» **Problems and tasks**:
#1 In the loan delinquency excerpt below, translate this sentence into Spanish: "The delinquency ratio for the category fell to 1.79% from 2.60%."
#2 According to the loan delinquency excerpt below, how much did nonaccruals for first-liens increase?
#3 Carry on the loan delinquency excerpt below, picking up after its final sentence rather than adding to the data.

» **Source excerpt**:
For commercial loans, the second quarter saw farm loans perform significantly better than in the prior-year period. The delinquency ratio for the category fell to 1.79% from 2.60%. Commercial real estate remained mostly flat year over year but improved from the first quarter. Both commercial-and-industrial and construction loan delinquency ratios also fell year over year.
While there was a slight year-over-year increase in the delinquency rate for one- to four-family mortgage loans — from 2.82% to 2.85% — it was still at a historically low level. During the second quarter, delinquencies in almost all categories of home equity lines, junior liens and first-lien one- to four-family loans decreased compared with the second quarter of 2020. One exception was nonaccruals for first-liens, which increased by $3.44 billion.
Among the top 10 banks by total delinquent one- to four-family mortgage loans for the quarter, Wells Fargo & Co. had the highest balance, but the megabank reported the largest year-over-year decrease in volume of delinquent loans. In addition, the bank's overall delinquency ratio was still relatively low at 4.6%.

» **Supplied material**:

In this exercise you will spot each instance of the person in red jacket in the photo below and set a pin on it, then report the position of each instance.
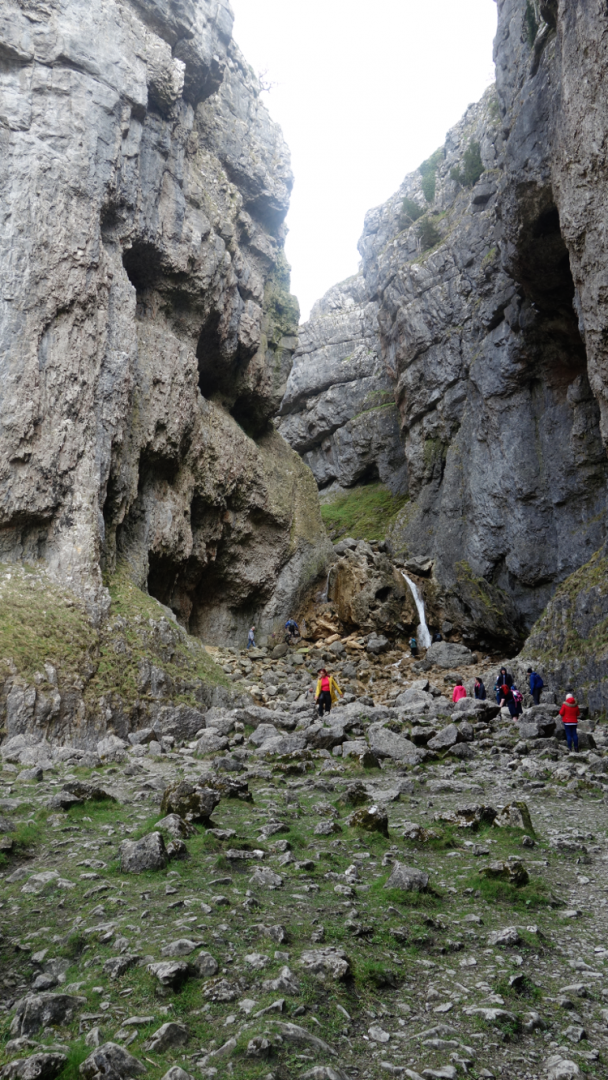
(459, 691)
(569, 714)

» **Replies**:
#1 El índice de morosidad de la categoría bajó a 1,79% desde 2,60%.

#2 They increased by $3.44 billion.

#3
Wells Fargo CFO Mike Santomassimo said during the company's earnings call that elevated prepayments drove a decline in the bank's overall residential loan balance. M&T Bank Corp. CFO Darren King reported a similar pattern. "Residential real estate loans declined by 2%. We've seen little opportunity for additional buyouts of loans from Ginnie Mae servicing pools, as delinquency and payment trends continue to improve," King said during the bank's earnings call.
Goldman Sachs Group Inc., on the other hand, expects to see loan growth pick up pace in a benign credit environment. Residential real estate warehouse lending and wealth management drove the bank's total loan portfolio up during the quarter, according to CFO Stephen Scherr. At 11.7%, Goldman reported the second-highest delinquency rate for one- to four-family mortgage loans among the top 10 banks by delinquent balances.